▶ Exercise description: From the first line of the data below, repeat each line exactly until you reach the line with "x=524, y=388"; include that line too.

Point-per-instance localization data
================================

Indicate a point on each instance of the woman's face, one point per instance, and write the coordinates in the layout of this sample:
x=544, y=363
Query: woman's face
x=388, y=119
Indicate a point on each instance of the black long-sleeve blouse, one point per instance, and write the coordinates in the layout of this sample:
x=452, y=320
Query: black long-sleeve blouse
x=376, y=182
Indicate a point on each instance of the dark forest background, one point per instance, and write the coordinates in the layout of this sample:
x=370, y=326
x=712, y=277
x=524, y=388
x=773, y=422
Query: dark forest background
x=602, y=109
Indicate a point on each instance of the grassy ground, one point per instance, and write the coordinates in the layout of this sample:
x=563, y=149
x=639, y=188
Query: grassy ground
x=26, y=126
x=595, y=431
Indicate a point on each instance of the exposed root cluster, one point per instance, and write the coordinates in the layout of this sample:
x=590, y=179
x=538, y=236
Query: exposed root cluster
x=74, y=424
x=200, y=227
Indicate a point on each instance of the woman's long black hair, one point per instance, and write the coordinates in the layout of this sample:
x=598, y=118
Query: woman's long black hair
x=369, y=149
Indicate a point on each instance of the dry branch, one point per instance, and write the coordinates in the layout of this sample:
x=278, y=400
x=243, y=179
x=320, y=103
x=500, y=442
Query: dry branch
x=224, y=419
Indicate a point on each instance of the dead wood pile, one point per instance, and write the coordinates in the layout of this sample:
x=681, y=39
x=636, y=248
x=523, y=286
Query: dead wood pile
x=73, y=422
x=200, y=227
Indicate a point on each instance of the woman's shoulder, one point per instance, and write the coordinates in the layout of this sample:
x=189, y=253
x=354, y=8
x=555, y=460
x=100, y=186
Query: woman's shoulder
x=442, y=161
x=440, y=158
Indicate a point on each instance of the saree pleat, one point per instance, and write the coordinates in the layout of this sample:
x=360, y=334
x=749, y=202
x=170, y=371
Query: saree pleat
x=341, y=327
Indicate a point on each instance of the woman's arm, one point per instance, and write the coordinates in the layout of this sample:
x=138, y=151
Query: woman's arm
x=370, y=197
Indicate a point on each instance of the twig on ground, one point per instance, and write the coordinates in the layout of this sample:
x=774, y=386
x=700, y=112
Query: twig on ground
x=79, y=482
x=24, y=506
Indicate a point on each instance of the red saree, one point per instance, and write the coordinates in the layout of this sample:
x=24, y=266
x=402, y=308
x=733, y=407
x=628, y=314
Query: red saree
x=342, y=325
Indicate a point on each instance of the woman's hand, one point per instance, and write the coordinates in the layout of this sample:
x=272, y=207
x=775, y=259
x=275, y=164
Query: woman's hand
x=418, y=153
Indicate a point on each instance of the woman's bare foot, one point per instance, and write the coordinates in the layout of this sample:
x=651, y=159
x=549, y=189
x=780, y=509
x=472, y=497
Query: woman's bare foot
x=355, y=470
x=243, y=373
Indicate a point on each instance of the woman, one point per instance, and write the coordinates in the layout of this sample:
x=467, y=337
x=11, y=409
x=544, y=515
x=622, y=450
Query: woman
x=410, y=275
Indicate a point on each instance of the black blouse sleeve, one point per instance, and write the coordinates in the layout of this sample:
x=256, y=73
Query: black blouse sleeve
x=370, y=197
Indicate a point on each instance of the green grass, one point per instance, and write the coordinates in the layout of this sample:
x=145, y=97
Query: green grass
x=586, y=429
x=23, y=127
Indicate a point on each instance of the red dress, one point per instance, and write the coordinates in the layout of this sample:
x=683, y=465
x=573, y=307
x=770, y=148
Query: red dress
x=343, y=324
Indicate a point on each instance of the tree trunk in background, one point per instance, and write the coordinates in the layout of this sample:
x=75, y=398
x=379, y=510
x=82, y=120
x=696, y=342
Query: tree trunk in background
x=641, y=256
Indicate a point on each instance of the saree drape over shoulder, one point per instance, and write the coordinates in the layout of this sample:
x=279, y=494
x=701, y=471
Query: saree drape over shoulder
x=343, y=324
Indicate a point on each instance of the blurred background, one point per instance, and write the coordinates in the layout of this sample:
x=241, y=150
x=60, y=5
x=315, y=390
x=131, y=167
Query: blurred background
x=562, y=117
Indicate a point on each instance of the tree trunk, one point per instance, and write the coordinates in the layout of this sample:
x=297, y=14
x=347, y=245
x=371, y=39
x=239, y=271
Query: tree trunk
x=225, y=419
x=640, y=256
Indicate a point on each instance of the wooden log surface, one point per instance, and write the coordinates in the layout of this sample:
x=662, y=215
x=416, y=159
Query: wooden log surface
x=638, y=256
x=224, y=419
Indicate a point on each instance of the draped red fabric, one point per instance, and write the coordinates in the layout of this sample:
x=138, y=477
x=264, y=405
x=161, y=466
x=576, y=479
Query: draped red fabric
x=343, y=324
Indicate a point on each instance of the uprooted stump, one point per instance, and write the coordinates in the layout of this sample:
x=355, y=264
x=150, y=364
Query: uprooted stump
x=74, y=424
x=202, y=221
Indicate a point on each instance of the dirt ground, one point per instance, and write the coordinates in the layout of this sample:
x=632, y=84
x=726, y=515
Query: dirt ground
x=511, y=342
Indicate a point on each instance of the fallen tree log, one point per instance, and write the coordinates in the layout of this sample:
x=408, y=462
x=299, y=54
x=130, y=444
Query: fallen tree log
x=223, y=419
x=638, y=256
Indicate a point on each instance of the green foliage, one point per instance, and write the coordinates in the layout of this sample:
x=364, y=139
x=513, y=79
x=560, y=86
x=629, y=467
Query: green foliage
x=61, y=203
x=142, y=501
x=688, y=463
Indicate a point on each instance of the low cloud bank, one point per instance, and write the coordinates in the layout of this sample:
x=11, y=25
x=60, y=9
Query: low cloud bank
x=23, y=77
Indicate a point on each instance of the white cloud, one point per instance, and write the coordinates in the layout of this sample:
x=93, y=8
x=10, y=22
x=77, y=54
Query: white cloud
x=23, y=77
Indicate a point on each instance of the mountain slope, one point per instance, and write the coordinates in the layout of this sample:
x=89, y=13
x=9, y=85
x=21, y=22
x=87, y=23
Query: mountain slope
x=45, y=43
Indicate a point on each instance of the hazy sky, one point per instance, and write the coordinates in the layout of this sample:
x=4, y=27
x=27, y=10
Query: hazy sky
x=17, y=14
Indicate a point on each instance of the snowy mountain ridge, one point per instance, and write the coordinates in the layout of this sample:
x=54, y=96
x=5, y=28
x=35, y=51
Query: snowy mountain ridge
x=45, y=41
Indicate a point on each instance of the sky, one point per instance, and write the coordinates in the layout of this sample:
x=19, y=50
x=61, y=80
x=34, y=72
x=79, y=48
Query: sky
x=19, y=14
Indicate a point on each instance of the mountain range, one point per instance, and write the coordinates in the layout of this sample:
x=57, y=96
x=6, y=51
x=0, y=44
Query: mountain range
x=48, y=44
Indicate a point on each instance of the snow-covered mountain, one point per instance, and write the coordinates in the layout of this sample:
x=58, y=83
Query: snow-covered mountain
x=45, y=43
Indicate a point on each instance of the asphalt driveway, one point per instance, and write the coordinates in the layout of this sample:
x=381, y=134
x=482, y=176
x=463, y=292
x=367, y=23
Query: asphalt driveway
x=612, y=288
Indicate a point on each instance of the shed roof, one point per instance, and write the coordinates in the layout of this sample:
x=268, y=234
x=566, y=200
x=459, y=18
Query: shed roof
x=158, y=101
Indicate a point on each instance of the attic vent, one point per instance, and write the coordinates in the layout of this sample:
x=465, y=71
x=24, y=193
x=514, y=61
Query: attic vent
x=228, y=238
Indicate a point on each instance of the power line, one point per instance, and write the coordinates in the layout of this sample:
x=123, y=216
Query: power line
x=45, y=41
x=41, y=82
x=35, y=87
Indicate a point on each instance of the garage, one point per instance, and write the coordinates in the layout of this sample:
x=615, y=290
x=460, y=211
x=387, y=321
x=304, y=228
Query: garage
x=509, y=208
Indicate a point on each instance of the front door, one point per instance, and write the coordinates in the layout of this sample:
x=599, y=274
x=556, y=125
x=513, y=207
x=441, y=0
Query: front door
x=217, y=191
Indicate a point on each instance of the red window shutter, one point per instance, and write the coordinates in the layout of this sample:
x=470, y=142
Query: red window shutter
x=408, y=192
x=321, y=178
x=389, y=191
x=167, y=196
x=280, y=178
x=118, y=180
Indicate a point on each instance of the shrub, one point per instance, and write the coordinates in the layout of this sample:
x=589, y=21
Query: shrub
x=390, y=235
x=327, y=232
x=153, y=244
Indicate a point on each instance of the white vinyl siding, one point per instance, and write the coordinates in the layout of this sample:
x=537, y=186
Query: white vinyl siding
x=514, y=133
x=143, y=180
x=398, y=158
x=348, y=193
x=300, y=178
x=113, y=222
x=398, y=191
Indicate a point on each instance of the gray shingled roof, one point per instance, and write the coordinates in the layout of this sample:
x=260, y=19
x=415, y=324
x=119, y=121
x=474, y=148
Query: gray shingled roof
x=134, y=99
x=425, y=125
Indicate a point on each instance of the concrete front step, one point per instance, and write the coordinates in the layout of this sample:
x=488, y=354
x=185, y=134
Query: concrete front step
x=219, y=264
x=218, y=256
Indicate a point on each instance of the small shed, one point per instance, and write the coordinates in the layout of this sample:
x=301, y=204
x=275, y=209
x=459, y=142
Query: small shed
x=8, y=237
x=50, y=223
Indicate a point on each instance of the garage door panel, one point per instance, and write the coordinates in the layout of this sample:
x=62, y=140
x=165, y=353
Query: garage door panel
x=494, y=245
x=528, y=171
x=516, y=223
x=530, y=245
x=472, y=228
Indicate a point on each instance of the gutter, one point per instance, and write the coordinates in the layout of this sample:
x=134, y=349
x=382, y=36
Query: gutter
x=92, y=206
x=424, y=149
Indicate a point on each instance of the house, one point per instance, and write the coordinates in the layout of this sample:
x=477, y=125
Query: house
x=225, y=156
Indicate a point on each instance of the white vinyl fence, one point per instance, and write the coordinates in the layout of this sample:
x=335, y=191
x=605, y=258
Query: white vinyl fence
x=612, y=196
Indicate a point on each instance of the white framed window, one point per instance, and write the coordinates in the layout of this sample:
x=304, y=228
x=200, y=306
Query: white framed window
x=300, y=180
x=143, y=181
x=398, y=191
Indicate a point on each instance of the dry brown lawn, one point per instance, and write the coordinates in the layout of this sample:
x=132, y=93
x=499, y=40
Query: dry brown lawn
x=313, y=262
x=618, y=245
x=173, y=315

================================

▶ Result for this exercise:
Indicate a point on each instance of the woman's face, one point per instance, and write the coordinates in the layout of this sample:
x=544, y=363
Query: woman's face
x=388, y=119
Indicate a point on each instance of the black long-sleeve blouse, one point per instance, and write the coordinates in the layout of this sample:
x=452, y=320
Query: black long-sleeve blouse
x=376, y=182
Indicate a point on each instance of the dark forest background, one point per instance, and write the coordinates in the layout of this sample:
x=370, y=326
x=712, y=277
x=524, y=388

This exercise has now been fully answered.